__Text section__
=-=-=-=-=
North American shale oil and gas companies have proven that they can adapt their business model through the lower crude oil prices cycle. Now, the new challenge for shale producers is how to adjust their financial strategy when the Federal Reserve (Fed) raises interest rates.

Since the 2007 financial crisis, the Fed interest rate has declined from 5 to 1.25 percent, having hit the record low of 0.25 percent in December 2008, just four months after the Lehman Brothers bankruptcy that triggered a domino effect across the financial sector.

The Fed’s actions weren’t enough to stabilize the American economy, but thanks to U.S. Congress approval of the American Recovery and Reinvestment Act of 2009, business activities began to re-emerge due to the nation’s economic stimulus package supported by tax breaks, quantitative easing (QE), and government spending.

At last, those recovery measures and the Fed’s rate cut helped stabilize the financial markets following the financial crisis. But most important for the Fed, it led to lower unemployment rates, which dropped 4.4 percent lower in August 2017.

For these reasons, the Fed has struggled with ‘rate normalization’ (returning rates to pre-crisis levels), having seen market participants become highly reliant on its record-low interest rates and improved access to finances with QE.

QE has also played a key role in capital allocation decisions by forcing investors out of the bond markets and into the riskier stocks/equities markets by suppressing bond yields with the purchase of billions in government debt since late 2008.

The Fed has watched crude oil price closely since the crisis, because when oil prices fall they tend to pull down inflation with them. However, once they begin to stabilize—at whatever level—their impact on inflation dissipates over time. Since the beginning of 2017, not only have crude oil prices stabilized, but they’ve also increased, but the impact on U.S. inflation remained weak throughout this time. Related: Can Oil Prices Hit $60 In 2018?
=-=-=-=-=
__Tasks to perform__
A – Condense the paragraph beginning "The Fed's actions weren't enough" from the passage on shale producers and Federal Reserve interest rates into a short bulleted list that keeps its main facts.
B – Write the next portion of the passage on shale producers and Federal Reserve interest rates, picking up after its final sentence.

__Stored rows__
=-=-=-=-=
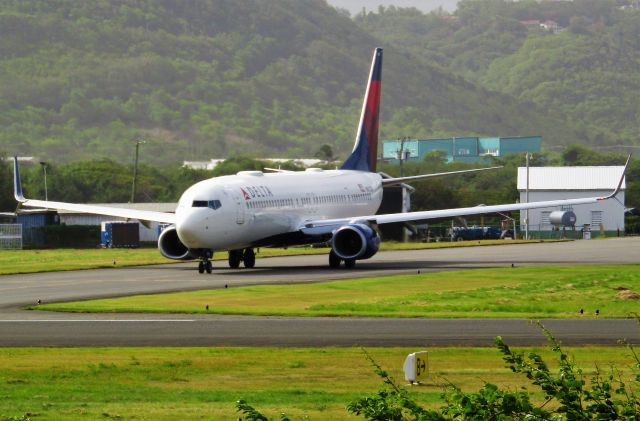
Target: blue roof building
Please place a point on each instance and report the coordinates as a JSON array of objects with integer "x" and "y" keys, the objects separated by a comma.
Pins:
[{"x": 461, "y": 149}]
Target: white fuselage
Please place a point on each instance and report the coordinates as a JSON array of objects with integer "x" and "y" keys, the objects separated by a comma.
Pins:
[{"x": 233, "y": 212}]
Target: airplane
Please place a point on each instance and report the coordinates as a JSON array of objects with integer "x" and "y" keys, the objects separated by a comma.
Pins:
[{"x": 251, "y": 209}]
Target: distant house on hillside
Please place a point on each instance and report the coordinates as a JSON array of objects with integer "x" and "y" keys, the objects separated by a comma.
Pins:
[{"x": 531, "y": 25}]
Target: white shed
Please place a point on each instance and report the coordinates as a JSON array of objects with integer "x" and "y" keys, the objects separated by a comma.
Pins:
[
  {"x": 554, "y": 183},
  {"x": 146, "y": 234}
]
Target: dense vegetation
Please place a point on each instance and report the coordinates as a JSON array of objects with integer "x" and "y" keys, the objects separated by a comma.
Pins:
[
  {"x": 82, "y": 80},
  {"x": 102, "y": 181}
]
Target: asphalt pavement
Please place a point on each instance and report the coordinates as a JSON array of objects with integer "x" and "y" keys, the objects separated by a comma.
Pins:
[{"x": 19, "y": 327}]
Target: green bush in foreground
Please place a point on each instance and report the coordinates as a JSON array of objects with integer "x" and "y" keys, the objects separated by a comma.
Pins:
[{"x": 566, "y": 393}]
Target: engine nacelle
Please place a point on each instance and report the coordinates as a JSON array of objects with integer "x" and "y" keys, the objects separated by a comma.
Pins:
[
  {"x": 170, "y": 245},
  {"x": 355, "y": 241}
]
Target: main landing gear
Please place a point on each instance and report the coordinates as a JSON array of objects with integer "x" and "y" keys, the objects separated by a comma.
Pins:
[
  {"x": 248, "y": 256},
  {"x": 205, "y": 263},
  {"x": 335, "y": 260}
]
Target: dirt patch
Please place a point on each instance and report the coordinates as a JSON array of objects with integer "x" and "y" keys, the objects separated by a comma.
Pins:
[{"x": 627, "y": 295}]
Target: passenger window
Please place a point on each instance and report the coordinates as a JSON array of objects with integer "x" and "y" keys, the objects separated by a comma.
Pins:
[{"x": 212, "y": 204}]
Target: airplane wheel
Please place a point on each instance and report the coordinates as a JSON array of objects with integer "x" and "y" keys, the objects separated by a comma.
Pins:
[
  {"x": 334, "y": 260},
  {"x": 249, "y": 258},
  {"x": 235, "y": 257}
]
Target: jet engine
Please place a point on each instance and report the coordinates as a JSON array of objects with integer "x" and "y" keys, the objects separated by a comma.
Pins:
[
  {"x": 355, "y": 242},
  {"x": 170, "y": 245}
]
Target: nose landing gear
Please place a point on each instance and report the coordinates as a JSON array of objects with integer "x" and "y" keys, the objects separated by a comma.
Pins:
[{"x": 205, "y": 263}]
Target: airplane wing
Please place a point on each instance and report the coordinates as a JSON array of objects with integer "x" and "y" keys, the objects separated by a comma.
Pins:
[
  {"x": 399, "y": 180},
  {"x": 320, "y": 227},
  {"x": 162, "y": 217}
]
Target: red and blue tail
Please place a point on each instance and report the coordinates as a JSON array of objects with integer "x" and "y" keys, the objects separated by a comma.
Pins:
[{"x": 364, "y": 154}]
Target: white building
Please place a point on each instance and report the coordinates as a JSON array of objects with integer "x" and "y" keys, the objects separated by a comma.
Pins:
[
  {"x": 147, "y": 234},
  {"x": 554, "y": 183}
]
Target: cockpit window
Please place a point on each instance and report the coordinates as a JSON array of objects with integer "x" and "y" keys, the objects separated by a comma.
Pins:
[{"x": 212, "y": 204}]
=-=-=-=-=
__Responses per task__
A –
- The Fed's actions alone did not stabilize the American economy.
- The U.S. Congress approved the American Recovery and Reinvestment Act of 2009.
- Business activities began to re-emerge because of the resulting economic stimulus package.
- The package was supported by tax breaks, quantitative easing (QE), and government spending.

B –
In a stabilized economy, a Fed interest rate hike would strengthen the U.S. dollar, making crude oil more expensive due to the commodity’s dollar denomination. Therefore, this would reduce demand for the black gold, although this effect takes time. Oil prices are at such an affordable level that demand, from this point of view, won’t be significantly impacted.

U.S. shale oil production has increased from an average of 600 thousand barrels per day (bpd) in 2009 to 4.54 million bpd in 2017. The rapid growth in nonconventional production methods (fracking) bloated soon after U.S. interest rates tumbled to record lows—making money very cheap and readily available to be pumped into any projects returning figures higher than the depressed cost of borrowing, even with oil prices trading below $60 per barrel since July 2015.

Between February 2009 and April 2011, crude oil prices rose from $34.62 to $113.93 per barrel, a move that also coincided with stronger equity markets and a recovering U.S dollar index resulting from the impact of QE. Through this period, high oil prices, coupled with historically low-interest rates, bolstered the growth of U.S. shale oil production at a much faster rate than observed in the conventional/traditional oil production sector.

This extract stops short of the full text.